━━━ EXERCISE INPUTS

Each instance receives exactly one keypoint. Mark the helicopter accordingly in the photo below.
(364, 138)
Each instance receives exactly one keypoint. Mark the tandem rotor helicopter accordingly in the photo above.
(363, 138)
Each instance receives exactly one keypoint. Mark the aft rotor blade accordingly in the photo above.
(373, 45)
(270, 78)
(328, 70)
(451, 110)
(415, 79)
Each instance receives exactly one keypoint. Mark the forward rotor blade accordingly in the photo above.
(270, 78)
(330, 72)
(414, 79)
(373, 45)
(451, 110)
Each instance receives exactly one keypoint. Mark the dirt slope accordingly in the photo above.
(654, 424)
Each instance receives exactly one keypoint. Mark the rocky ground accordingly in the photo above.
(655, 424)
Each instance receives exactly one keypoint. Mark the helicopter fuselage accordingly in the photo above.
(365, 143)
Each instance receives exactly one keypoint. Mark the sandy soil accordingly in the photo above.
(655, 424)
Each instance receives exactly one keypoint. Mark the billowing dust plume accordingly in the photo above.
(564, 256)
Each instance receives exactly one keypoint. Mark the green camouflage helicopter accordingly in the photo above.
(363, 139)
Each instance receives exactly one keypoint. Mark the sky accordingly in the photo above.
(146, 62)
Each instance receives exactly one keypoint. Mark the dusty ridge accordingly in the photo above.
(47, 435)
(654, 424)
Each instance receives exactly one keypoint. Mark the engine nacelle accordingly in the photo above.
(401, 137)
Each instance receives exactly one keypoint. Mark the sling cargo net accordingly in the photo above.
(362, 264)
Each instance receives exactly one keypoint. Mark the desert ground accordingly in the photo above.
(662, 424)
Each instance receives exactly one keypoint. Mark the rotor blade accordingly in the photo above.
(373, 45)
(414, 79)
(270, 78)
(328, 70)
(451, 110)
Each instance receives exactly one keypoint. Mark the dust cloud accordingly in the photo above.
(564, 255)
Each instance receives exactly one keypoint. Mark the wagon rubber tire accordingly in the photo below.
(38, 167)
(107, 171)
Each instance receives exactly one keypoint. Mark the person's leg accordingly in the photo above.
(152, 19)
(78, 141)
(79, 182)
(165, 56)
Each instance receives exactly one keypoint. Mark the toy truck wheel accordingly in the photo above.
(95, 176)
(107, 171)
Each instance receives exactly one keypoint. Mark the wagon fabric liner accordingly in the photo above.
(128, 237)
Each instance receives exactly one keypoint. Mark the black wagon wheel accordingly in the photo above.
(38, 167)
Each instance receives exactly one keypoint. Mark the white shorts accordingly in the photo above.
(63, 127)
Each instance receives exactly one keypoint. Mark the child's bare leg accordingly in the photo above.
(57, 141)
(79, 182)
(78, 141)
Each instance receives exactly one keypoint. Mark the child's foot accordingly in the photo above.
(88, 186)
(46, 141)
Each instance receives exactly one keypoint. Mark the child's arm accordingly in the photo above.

━━━━━━

**SET PROBLEM:** Reproduce word for word the lines that start at the line containing "foot accordingly in the photo above." and end with the last of the lines above.

**ANSWER FOR THE TASK:**
Each instance receives exactly one keypoint. Mark the child's foot accordingly in the photo above.
(88, 186)
(46, 141)
Each instance receives exactly one keypoint. Mark the child's arm accordingly in the photo above.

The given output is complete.